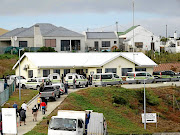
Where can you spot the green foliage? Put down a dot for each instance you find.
(8, 56)
(46, 49)
(119, 100)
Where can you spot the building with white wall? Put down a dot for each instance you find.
(101, 41)
(44, 34)
(144, 40)
(43, 64)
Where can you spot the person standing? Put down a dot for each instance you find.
(43, 106)
(39, 102)
(22, 116)
(34, 112)
(74, 85)
(15, 106)
(66, 87)
(24, 106)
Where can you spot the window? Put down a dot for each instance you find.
(139, 44)
(23, 44)
(99, 70)
(30, 73)
(66, 71)
(50, 42)
(140, 69)
(46, 72)
(76, 45)
(105, 43)
(110, 70)
(106, 76)
(56, 71)
(65, 45)
(125, 70)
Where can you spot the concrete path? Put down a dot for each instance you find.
(153, 85)
(29, 120)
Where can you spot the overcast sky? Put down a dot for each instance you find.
(95, 15)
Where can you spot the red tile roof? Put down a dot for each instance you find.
(168, 66)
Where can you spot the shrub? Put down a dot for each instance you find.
(119, 100)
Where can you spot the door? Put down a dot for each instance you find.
(96, 45)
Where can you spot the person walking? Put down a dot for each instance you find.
(22, 116)
(16, 106)
(66, 87)
(38, 103)
(43, 106)
(34, 112)
(24, 106)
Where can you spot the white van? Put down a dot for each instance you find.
(103, 79)
(34, 83)
(80, 80)
(55, 78)
(139, 76)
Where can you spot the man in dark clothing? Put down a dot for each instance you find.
(22, 116)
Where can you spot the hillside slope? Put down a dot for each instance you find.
(6, 64)
(122, 108)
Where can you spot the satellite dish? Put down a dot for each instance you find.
(15, 38)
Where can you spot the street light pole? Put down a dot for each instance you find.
(144, 106)
(20, 75)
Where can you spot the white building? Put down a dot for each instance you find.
(43, 64)
(101, 41)
(44, 34)
(144, 40)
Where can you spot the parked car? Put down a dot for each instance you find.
(103, 79)
(34, 83)
(80, 80)
(165, 74)
(50, 92)
(139, 76)
(60, 86)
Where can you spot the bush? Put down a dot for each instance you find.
(119, 100)
(46, 49)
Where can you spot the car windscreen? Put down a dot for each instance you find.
(130, 74)
(116, 76)
(48, 88)
(63, 124)
(108, 76)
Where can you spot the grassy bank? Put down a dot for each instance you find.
(122, 109)
(26, 95)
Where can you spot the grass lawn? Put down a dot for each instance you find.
(122, 109)
(26, 95)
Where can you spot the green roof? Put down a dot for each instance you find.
(128, 30)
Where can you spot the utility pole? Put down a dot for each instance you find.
(117, 26)
(133, 26)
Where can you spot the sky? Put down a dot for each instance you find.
(94, 15)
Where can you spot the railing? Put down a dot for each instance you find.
(5, 95)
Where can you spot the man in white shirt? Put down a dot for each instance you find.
(24, 106)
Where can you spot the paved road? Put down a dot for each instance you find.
(153, 85)
(29, 120)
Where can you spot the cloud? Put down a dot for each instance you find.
(41, 7)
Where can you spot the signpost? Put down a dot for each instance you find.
(9, 123)
(150, 118)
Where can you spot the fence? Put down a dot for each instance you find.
(4, 95)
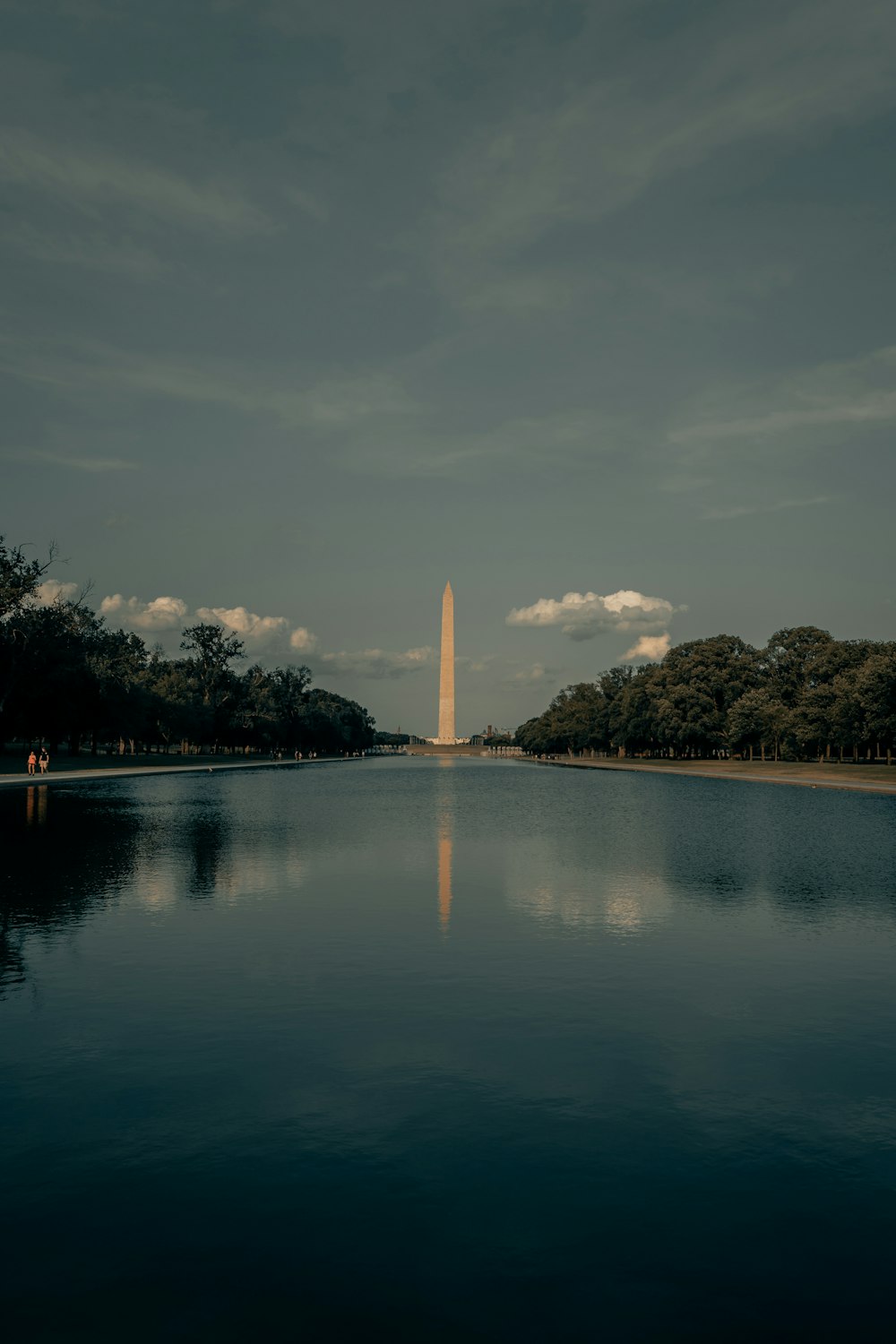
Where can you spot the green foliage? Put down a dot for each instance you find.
(805, 694)
(65, 676)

| Aim |
Can you update the whole listing above so that every "Put down a dot" becomes "Mark a point", with nothing else changed and the pictures left out?

| Solved problem |
Where can you spot the green foliage? Mark a point for each instance you find.
(8, 56)
(46, 49)
(119, 100)
Where can you spot the building with white wall? Mark a point for each instance you find.
(101, 41)
(44, 34)
(144, 40)
(43, 64)
Where can you spot the person standing? Mark a point for each instance you find.
(43, 106)
(39, 102)
(22, 116)
(34, 112)
(74, 85)
(15, 106)
(66, 87)
(24, 106)
Where can you spot the window? Mark a point for each instance you find.
(139, 44)
(23, 44)
(99, 70)
(30, 73)
(66, 71)
(50, 42)
(140, 69)
(46, 72)
(76, 45)
(105, 43)
(110, 70)
(106, 76)
(56, 71)
(65, 45)
(125, 70)
Where can you spot the concrete path? Mark a point for each instance you find.
(153, 85)
(29, 120)
Where can you spot the overcast sky? Mark a point for each instance you find.
(95, 15)
Where can you spot the red tile roof? Mark a point for each instance you find.
(168, 66)
Where can you spot the shrub? Mark a point for each instance you find.
(119, 100)
Where can you spot the door? Mark a point for each instance you find.
(96, 45)
Where can you spot the person walking? Mark a point for each instance you find.
(22, 116)
(16, 106)
(66, 87)
(38, 103)
(43, 106)
(34, 112)
(24, 106)
Where can you spot the white van? Mark a point for each instance you find.
(103, 79)
(34, 83)
(80, 80)
(55, 78)
(139, 76)
Where can you spot the man in dark clothing? Mark a point for each instance you find.
(22, 116)
Where can you spot the hillside slope? Mark a point for each instance you find.
(6, 64)
(122, 108)
Where can you spot the satellite dish? Mark a point for each instance you find.
(15, 38)
Where can you spot the street light pole? Mark a point for each instance you find.
(144, 106)
(20, 75)
Where can you spot the white building? Mark a point for each instance you find.
(43, 64)
(101, 41)
(44, 34)
(144, 40)
Where can you spot the parked car? Mark a point for each instance you find.
(103, 79)
(34, 83)
(80, 80)
(165, 74)
(50, 92)
(139, 76)
(60, 86)
Where can you spot the bush? Mark a point for each instance you find.
(119, 100)
(46, 49)
Where can you spot the car windscreen? Mark a point for each instance you find.
(130, 74)
(116, 76)
(48, 88)
(63, 124)
(108, 76)
Where can you spot the grassy bank? Mark a point for each instance you find.
(122, 109)
(26, 95)
Where can you spot the grass lawn? Mark a point for each instance you find.
(122, 109)
(26, 95)
Where can you spot the green roof? Mark a point for each instance you find.
(128, 30)
Where can you spot the utility pole? Mark a point for each instance you find.
(117, 26)
(133, 26)
Where can you spot the sky? Mark a point for each instance you find.
(94, 15)
Where can you spot the railing? Mark a point for each instance you find.
(5, 95)
Where can you spot the man in white shirt? Mark a point for each instance you find.
(24, 106)
Where can you spot the paved road? Mark a point for each instance you find.
(153, 85)
(29, 120)
Where can you spot the cloud? Mark a point for each instance you find.
(41, 7)
Where can you spot the signpost? Mark a point for each instance you find.
(9, 123)
(150, 118)
Where can you spot the fence? Mark a point for each instance you find.
(4, 95)
Where can you spot the green foliage? Mark a point for each instance you find.
(805, 694)
(65, 676)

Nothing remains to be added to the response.